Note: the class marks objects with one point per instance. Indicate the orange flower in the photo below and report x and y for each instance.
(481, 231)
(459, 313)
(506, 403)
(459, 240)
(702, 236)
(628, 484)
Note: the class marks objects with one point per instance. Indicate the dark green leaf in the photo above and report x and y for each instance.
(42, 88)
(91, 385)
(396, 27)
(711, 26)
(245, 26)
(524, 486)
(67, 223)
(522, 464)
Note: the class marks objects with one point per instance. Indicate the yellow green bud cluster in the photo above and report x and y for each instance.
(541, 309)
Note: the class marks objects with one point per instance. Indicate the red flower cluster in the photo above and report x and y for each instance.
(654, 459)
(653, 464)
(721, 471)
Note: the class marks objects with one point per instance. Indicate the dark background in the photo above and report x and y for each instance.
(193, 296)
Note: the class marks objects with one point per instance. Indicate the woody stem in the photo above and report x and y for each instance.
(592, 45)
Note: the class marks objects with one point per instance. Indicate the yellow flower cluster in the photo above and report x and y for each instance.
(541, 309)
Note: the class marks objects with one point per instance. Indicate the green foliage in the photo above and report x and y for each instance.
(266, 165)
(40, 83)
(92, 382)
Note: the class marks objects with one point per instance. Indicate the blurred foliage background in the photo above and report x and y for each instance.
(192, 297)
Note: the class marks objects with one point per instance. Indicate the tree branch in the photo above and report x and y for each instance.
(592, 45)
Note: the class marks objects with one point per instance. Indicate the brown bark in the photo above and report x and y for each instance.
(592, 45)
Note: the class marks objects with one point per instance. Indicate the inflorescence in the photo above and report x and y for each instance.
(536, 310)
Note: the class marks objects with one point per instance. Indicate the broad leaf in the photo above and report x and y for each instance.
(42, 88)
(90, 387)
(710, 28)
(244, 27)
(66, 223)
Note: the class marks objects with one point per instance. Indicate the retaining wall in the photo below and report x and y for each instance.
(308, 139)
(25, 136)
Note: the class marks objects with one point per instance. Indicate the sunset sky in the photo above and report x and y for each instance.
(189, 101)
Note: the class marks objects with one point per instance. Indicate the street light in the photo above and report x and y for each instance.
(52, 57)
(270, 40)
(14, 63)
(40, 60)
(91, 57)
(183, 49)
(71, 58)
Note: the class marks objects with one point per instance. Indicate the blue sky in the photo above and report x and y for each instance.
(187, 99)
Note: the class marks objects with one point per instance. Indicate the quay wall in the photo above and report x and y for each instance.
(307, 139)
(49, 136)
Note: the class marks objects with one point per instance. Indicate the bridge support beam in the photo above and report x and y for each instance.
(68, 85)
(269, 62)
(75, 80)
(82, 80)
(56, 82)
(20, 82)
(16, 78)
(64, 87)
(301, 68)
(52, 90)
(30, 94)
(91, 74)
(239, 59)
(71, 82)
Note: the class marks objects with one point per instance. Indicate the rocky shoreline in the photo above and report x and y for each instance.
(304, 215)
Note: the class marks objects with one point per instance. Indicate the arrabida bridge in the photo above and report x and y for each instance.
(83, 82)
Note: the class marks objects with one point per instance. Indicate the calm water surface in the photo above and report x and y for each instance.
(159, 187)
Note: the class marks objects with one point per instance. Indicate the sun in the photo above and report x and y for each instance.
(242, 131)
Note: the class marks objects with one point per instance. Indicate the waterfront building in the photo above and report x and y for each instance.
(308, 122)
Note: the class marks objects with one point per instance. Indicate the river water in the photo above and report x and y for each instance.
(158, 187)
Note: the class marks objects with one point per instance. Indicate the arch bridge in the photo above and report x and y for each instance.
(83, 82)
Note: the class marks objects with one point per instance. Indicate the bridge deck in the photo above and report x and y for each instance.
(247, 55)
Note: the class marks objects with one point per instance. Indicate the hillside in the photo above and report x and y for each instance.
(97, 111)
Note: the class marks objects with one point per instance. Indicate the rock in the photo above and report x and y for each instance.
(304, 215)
○ ○ ○ ○ ○ ○ ○
BRIEF: The last part of the records is the answer, beginning at the line that holds "Indicate the arch" and including the final line, repeated exactly.

RESPONSE:
Note: the class marks objects with one point per instance. Indicate the arch bridge in the photo above and report x and y for each instance.
(83, 82)
Note: the class marks objects with one point per instance. Indicate the bridge deck in the photo above and report x and y for each instance.
(247, 55)
Note: the class marks objects with one point per instance. Indicate the hillside in the photo above and report x and y for each instance.
(97, 111)
Note: the class marks objects with one point per instance. Indicate the rock in the photo above and report x and y for each instance.
(304, 215)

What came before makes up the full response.